Extracted records START

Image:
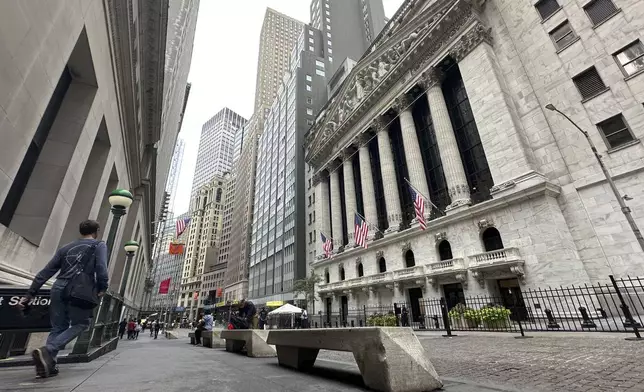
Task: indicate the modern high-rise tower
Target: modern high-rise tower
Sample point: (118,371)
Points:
(348,26)
(215,156)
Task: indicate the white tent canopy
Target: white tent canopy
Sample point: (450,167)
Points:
(286,309)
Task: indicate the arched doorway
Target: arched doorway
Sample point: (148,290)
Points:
(382,265)
(410,261)
(492,239)
(445,250)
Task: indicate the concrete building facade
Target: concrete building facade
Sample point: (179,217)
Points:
(71,134)
(452,97)
(215,155)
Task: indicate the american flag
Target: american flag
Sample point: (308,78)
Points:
(181,225)
(419,206)
(360,231)
(327,245)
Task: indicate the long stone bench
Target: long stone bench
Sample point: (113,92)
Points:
(212,339)
(390,359)
(254,340)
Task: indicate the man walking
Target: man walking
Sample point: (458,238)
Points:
(87,255)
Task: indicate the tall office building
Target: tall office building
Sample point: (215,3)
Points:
(348,27)
(279,226)
(279,35)
(215,156)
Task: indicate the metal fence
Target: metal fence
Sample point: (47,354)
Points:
(617,306)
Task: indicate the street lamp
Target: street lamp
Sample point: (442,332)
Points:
(120,200)
(625,209)
(130,249)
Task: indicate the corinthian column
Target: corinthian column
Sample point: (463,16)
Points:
(415,166)
(458,189)
(321,183)
(349,194)
(368,192)
(389,184)
(336,207)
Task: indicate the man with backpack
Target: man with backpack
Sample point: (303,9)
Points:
(72,298)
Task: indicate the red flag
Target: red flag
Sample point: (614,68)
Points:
(175,249)
(164,286)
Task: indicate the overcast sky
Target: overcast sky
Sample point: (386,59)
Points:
(224,66)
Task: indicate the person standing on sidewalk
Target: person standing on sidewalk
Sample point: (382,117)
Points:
(67,320)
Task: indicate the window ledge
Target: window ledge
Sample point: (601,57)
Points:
(595,95)
(551,15)
(607,19)
(569,45)
(638,73)
(623,146)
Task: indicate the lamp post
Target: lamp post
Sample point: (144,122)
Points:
(120,200)
(130,249)
(625,209)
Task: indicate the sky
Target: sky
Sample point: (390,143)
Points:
(224,67)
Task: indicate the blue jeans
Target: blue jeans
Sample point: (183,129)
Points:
(67,321)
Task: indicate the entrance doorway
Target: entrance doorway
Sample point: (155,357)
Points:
(454,295)
(512,298)
(345,309)
(415,295)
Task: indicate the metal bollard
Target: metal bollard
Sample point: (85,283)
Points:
(551,319)
(587,323)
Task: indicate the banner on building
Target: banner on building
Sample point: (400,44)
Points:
(176,248)
(164,286)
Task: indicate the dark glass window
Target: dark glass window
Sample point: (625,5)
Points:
(469,143)
(431,156)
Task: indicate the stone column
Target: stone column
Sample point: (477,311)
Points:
(336,208)
(392,198)
(321,183)
(504,141)
(368,192)
(413,157)
(349,194)
(457,186)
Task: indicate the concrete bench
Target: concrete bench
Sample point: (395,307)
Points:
(254,340)
(390,359)
(212,339)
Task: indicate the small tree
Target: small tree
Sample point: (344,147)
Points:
(306,286)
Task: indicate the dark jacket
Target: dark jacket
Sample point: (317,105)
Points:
(66,258)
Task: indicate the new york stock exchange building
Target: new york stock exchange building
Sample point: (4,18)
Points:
(450,101)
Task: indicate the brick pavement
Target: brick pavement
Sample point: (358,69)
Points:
(544,363)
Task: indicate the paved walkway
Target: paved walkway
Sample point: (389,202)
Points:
(473,363)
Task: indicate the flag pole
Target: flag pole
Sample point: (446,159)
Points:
(427,199)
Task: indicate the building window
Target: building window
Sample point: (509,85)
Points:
(547,8)
(631,58)
(563,35)
(615,131)
(589,83)
(600,10)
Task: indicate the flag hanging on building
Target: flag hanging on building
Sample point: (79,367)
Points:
(361,230)
(176,248)
(164,286)
(419,206)
(327,245)
(181,225)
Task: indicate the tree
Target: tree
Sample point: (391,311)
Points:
(306,286)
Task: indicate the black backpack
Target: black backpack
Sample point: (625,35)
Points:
(81,288)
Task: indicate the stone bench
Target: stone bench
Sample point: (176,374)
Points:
(254,340)
(212,339)
(390,359)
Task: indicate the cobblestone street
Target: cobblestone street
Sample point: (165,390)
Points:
(547,362)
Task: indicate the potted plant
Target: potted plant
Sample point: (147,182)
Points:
(495,317)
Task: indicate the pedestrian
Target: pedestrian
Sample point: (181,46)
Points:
(122,326)
(69,316)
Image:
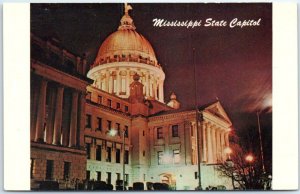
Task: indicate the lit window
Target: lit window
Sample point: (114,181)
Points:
(49,169)
(108,154)
(118,156)
(118,127)
(98,176)
(175,131)
(99,99)
(159,133)
(126,159)
(109,102)
(67,168)
(126,131)
(98,153)
(88,150)
(108,125)
(176,156)
(99,123)
(123,85)
(88,119)
(160,155)
(108,178)
(115,86)
(88,175)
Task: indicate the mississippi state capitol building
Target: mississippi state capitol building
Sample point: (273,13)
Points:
(76,106)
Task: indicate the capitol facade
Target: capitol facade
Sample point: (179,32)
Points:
(109,119)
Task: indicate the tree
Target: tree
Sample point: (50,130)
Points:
(244,169)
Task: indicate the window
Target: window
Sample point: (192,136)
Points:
(108,125)
(88,119)
(88,150)
(118,176)
(174,130)
(126,157)
(176,156)
(49,169)
(123,85)
(126,132)
(160,155)
(118,127)
(98,153)
(115,86)
(32,166)
(159,133)
(108,180)
(109,102)
(118,155)
(67,169)
(89,96)
(98,176)
(88,175)
(126,179)
(99,123)
(99,99)
(108,154)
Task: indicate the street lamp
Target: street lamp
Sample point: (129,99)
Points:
(249,158)
(114,132)
(228,151)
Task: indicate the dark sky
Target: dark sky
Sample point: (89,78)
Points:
(233,64)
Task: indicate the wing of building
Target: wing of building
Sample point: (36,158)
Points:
(87,127)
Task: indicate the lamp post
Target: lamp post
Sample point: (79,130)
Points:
(260,142)
(113,132)
(197,123)
(249,158)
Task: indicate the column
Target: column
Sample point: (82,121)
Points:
(33,111)
(58,115)
(81,125)
(128,81)
(209,144)
(222,144)
(161,91)
(73,122)
(147,84)
(119,83)
(39,135)
(50,119)
(214,145)
(227,138)
(204,128)
(107,81)
(155,89)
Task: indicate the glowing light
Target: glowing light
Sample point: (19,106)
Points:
(249,158)
(112,132)
(227,150)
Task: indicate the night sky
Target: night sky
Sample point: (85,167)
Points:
(233,64)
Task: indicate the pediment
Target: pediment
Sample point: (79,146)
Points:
(217,110)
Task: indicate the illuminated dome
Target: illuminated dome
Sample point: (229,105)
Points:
(126,44)
(123,54)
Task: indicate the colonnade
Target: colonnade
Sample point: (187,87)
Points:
(117,81)
(214,141)
(49,124)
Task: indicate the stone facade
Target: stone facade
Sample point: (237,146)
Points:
(86,129)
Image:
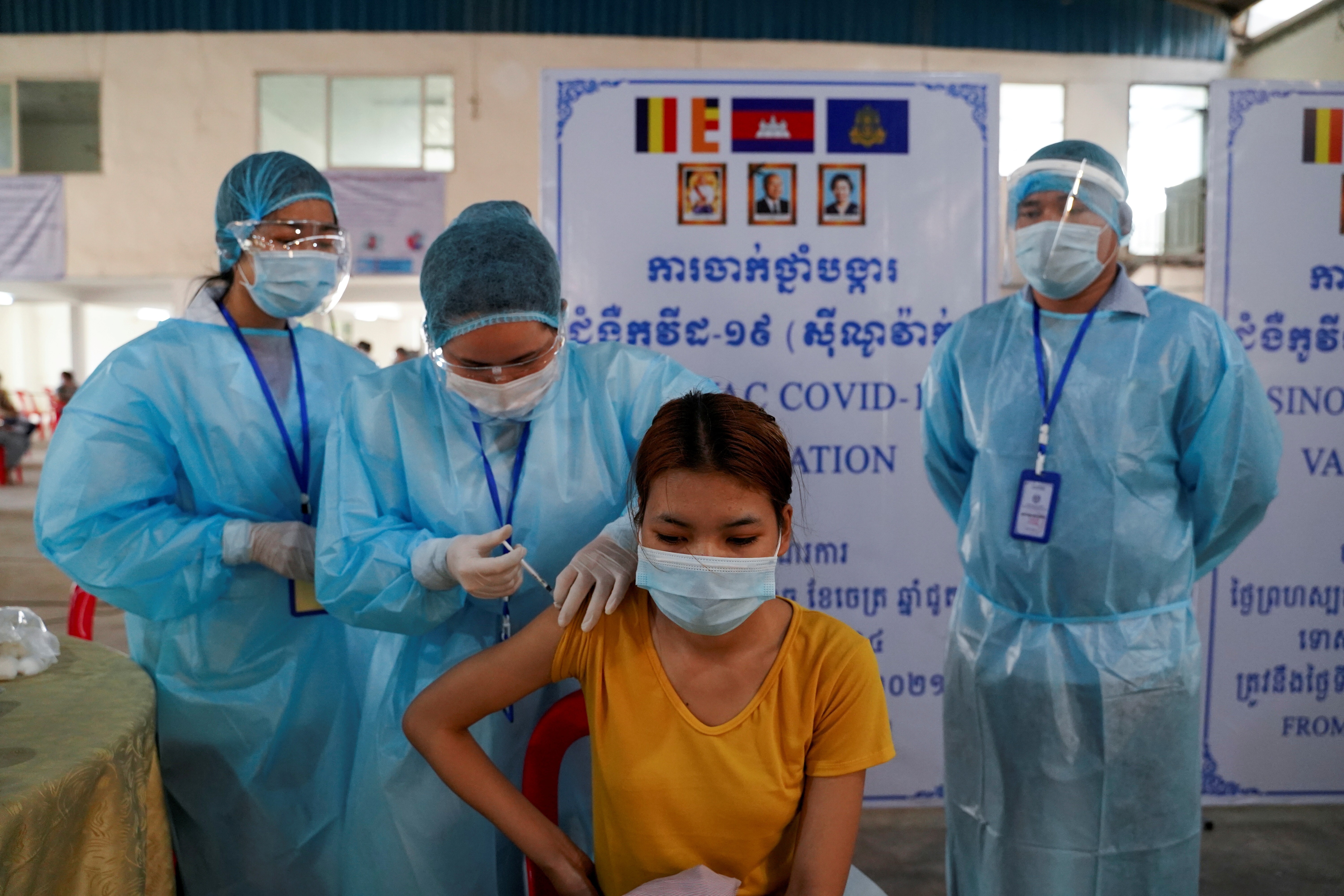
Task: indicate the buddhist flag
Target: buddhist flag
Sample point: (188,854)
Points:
(1323,136)
(655,124)
(705,123)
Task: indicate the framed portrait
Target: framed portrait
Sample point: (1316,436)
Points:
(702,193)
(772,195)
(842,195)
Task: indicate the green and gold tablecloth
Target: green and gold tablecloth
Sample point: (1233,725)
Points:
(81,797)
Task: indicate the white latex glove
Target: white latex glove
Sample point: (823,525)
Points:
(603,567)
(471,565)
(284,547)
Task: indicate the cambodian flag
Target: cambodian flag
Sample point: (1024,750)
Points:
(772,125)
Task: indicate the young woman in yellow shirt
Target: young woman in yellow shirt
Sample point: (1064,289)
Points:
(730,729)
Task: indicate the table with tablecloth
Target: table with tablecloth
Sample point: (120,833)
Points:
(81,797)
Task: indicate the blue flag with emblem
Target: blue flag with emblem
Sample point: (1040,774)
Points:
(868,125)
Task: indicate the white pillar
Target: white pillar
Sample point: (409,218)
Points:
(1099,112)
(79,351)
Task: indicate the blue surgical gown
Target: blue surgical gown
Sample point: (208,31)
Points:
(405,467)
(169,441)
(1070,714)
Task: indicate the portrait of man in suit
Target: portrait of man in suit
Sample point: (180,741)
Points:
(772,194)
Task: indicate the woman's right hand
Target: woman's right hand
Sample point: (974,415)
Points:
(573,874)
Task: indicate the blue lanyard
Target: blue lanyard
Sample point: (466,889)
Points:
(506,622)
(514,479)
(1050,402)
(300,471)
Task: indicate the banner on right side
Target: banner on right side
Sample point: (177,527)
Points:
(1275,676)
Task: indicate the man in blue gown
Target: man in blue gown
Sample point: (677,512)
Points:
(1096,471)
(503,433)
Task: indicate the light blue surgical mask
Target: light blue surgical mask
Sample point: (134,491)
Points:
(1070,268)
(702,594)
(292,284)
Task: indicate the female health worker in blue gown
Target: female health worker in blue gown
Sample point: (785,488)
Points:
(175,489)
(507,432)
(1072,707)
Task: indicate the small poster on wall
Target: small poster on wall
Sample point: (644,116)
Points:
(392,217)
(33,228)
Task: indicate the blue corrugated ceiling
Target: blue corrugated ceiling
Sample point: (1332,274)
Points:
(1142,27)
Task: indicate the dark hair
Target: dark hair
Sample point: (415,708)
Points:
(713,433)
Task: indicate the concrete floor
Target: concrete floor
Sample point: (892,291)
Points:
(1249,851)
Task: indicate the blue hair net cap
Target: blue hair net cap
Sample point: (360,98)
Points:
(1089,152)
(491,267)
(1056,167)
(256,187)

Extracted records END

→ **Exercise brief**
The answer must be a single number: the count of lines in the records above that contain the word "dome".

→ **Task output**
2